EXERCISE DIRECTIONS:
Your answer must be the exact lines from the one holding "Target: wooden plank" through the final line of the records below, both included, and nothing more.
***** DATA FOR PROCESSING
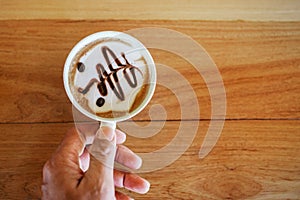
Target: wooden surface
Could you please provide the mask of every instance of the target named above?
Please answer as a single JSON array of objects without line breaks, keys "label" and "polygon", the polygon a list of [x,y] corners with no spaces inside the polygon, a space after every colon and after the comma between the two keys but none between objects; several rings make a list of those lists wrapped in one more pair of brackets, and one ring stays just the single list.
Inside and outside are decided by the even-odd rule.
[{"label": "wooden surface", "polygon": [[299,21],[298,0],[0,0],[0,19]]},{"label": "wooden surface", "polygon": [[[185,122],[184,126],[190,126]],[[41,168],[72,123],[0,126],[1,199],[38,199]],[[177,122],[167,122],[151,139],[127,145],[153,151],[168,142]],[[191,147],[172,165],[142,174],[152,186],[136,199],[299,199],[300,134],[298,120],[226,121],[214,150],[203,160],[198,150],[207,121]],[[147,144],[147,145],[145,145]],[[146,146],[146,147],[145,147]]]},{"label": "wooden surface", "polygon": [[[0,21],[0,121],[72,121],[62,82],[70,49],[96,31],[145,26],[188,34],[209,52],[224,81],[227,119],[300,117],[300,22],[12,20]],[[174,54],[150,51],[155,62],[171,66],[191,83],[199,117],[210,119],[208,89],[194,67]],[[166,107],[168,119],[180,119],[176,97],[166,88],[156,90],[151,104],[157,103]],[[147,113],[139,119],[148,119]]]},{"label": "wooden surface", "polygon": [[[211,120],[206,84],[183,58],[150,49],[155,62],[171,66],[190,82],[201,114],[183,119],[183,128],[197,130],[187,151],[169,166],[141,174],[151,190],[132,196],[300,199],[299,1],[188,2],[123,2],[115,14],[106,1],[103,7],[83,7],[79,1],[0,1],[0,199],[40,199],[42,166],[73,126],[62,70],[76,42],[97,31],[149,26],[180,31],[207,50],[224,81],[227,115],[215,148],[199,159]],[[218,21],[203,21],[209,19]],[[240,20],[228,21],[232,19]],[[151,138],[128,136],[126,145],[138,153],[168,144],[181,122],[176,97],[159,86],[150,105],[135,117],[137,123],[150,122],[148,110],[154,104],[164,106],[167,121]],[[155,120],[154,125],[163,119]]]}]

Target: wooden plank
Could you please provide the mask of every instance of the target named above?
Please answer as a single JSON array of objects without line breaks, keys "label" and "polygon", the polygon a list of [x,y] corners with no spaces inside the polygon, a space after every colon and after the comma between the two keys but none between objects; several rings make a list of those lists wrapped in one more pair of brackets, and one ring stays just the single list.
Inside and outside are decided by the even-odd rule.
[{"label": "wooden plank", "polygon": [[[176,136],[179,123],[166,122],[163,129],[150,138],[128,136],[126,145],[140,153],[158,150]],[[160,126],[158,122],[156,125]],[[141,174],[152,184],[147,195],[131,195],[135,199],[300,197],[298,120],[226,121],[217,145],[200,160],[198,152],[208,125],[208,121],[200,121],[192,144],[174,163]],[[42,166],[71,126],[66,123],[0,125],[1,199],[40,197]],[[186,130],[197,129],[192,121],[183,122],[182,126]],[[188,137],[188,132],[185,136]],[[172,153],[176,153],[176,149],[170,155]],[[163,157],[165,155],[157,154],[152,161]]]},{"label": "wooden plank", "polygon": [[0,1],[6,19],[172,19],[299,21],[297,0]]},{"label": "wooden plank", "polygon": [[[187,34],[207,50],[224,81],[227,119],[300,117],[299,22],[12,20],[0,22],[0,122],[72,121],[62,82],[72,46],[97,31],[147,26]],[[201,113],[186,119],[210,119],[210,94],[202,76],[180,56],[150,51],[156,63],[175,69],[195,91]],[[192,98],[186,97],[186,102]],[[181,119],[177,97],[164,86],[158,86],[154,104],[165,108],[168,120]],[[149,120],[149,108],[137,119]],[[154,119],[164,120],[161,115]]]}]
**********
WRITTEN SOLUTION:
Target: wooden plank
Could you please provide the mask of every instance of the target named above?
Please answer as a single JSON array of objects without line breaks, keys "label" and "polygon", the polygon a list of [x,y] corners with no spaces inside the polygon, a space after every colon and after the comma between the two keys but none between objects; several rings make a list of those lists wrapped in one more pair of brackets, and one ring stays just the single list.
Inside and outside are decided by the even-odd rule.
[{"label": "wooden plank", "polygon": [[[176,136],[179,123],[166,122],[163,129],[150,138],[128,136],[126,145],[140,153],[158,150]],[[160,126],[158,122],[156,125]],[[141,174],[152,184],[147,195],[131,195],[135,199],[300,197],[298,120],[226,121],[217,145],[200,160],[198,152],[208,125],[208,121],[200,121],[192,144],[174,163]],[[42,166],[71,126],[66,123],[0,125],[1,199],[40,197]],[[186,130],[197,129],[192,121],[183,122],[182,126]],[[188,137],[188,132],[185,136]],[[172,153],[176,153],[176,149],[170,155]],[[163,157],[165,155],[157,154],[152,161]]]},{"label": "wooden plank", "polygon": [[0,1],[6,19],[172,19],[299,21],[297,0]]},{"label": "wooden plank", "polygon": [[[187,34],[207,50],[224,81],[227,119],[300,117],[299,22],[12,20],[0,22],[0,122],[72,121],[62,82],[72,46],[97,31],[147,26]],[[201,113],[186,119],[210,119],[210,94],[202,76],[180,56],[150,51],[156,63],[175,69],[195,91]],[[192,98],[186,97],[186,102]],[[181,119],[177,97],[164,86],[158,86],[154,104],[165,108],[168,120]],[[149,120],[149,108],[137,119]],[[154,119],[164,120],[161,115]]]}]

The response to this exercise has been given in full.